── 本文

コンセプチュアル・アートは、美術館やギャラリーが定めたジャンルへの抗議として1960年代に生まれました。美術館やギャラリーは、”これが芸術だ”と明言したのに対し、コンセプチュアル・アートは、”芸術とは何か”という芸術の本質を問いました。 ”コンセプチュアル・アート”という言葉は、1960年代後半から使われ始めました。1967年には、ソル・ルウィットがアートフォーラム誌に寄稿した論説「コンセプチュアル・アートに関する断章」にて、”この新たな芸術は、従来の慣例の裏返であり、コンセプトを前面に出して、作品の副産物を真の産物にした。”と説きました。
元々は、ダダやマルセル・デュシャンの《泉》が原点になっています。デュシャンは、鑑賞者に何が芸術か、美術館はいかに作品に真正性を持たせているのかを考えるように訴えました。
コンセプチュアル・アートは、論議を誘発し、インスタレーションやパフォーマンスへの道を築きました。1970年代半ばには、すでに勢いは衰えていましたが、その後ヤング・ブリティッシュ・アーティストなど若い世代に影響を与えました。

インスティテューショナル・クリティーク

インスティテューショナル・クリティーク(制度批判)は、美術にまつわる諸制度の意義や役割を批判的に問う実践のことです。美術制度は、芸術生産を支えてきましたが、一方で芸術活動の自由度を狭め、万人に開かれていくべき美術作品を限られた人の占有物にする危険を伴っています。そのため、インスティテューショナル・クリティークは芸術をより民主的なものに変えていくことを目的にしています。つまり、それは芸術概念を再考するということでもあります。コンセプチュアル・アートは、作品の形式より内容に強調点を置く20世紀美術最大の潮流なのです。

脱美術館化

脱美術館化とは、芸術作品が美術館(ギャラリー)の閉じた空間から抜け出すプロセスのことを指します。具体的にどのような活動がなされたのか実践例を見ていきます。

ヘンリー・フリント 《反美術館キャンペーン》

フリントは、”コンセプト・アート”という言葉の発案者で、「生真面目な文化を破壊せよ!」などと書かれたプラカードを首から下げて著名な美術館の前に立つという活動を行いました。これは、エリート主義的ブルジョワ文化への批判を表しています。

マイケル・アッシャー

ポモナ・カレッジ・アート・ギャラリーで行われた展示で、アッシャーはギャラリー内に新たな壁面を導入し、空間自体を変容させました。さらに、入口を取り除くことで24時間誰でも出入り可能な場となりました。
ギャラリー自体を作品に変えてしまうことで、展示空間の意義を問いかけました。

────
── データ抜粋

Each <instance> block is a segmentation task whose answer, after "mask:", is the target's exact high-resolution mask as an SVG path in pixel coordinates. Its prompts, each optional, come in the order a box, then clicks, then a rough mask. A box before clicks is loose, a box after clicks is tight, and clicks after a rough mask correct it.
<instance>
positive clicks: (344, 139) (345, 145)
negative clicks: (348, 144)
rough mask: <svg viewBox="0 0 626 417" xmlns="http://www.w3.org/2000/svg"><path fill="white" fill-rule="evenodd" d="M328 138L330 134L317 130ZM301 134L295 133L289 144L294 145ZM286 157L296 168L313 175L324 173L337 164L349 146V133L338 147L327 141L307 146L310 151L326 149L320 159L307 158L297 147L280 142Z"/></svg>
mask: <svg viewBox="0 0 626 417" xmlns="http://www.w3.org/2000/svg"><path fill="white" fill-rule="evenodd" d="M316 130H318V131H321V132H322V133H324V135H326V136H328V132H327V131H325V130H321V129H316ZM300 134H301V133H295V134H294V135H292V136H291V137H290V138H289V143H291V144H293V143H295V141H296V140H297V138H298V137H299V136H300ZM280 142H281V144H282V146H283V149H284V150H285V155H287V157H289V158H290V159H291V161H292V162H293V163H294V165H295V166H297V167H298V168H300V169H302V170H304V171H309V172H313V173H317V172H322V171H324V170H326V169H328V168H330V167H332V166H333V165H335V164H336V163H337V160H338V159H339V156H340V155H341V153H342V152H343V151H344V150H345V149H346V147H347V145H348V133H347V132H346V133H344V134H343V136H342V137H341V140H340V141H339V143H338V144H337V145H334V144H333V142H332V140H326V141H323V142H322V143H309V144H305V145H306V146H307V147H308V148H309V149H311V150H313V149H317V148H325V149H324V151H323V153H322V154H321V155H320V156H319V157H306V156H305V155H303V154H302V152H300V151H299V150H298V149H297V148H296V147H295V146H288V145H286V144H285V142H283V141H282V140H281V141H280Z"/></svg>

────

必須課題:
1: 本文によると、ソル・ルウィットが1967年に論説を寄稿した雑誌は何か。
2: 本文から、「コンセプチュアル・アートは、美術館やギャ」を含む箇所で書き写し始め、「たのか実践例を見ていきます。」の直後で止めよ。
資料は使わなくてよい。

各課題の解答:
1: アートフォーラム誌

2:
コンセプチュアル・アートは、美術館やギャラリーが定めたジャンルへの抗議として1960年代に生まれました。美術館やギャラリーは、”これが芸術だ”と明言したのに対し、コンセプチュアル・アートは、”芸術とは何か”という芸術の本質を問いました。 ”コンセプチュアル・アート”という言葉は、1960年代後半から使われ始めました。1967年には、ソル・ルウィットがアートフォーラム誌に寄稿した論説「コンセプチュアル・アートに関する断章」にて、”この新たな芸術は、従来の慣例の裏返であり、コンセプトを前面に出して、作品の副産物を真の産物にした。”と説きました。
元々は、ダダやマルセル・デュシャンの《泉》が原点になっています。デュシャンは、鑑賞者に何が芸術か、美術館はいかに作品に真正性を持たせているのかを考えるように訴えました。
コンセプチュアル・アートは、論議を誘発し、インスタレーションやパフォーマンスへの道を築きました。1970年代半ばには、すでに勢いは衰えていましたが、その後ヤング・ブリティッシュ・アーティストなど若い世代に影響を与えました。

インスティテューショナル・クリティーク

インスティテューショナル・クリティーク(制度批判)は、美術にまつわる諸制度の意義や役割を批判的に問う実践のことです。美術制度は、芸術生産を支えてきましたが、一方で芸術活動の自由度を狭め、万人に開かれていくべき美術作品を限られた人の占有物にする危険を伴っています。そのため、インスティテューショナル・クリティークは芸術をより民主的なものに変えていくことを目的にしています。つまり、それは芸術概念を再考するということでもあります。コンセプチュアル・アートは、作品の形式より内容に強調点を置く20世紀美術最大の潮流なのです。

脱美術館化

脱美術館化とは、芸術作品が美術館(ギャラリー)の閉じた空間から抜け出すプロセスのことを指します。具体的にどのような活動がなされたのか実践例を見ていきます。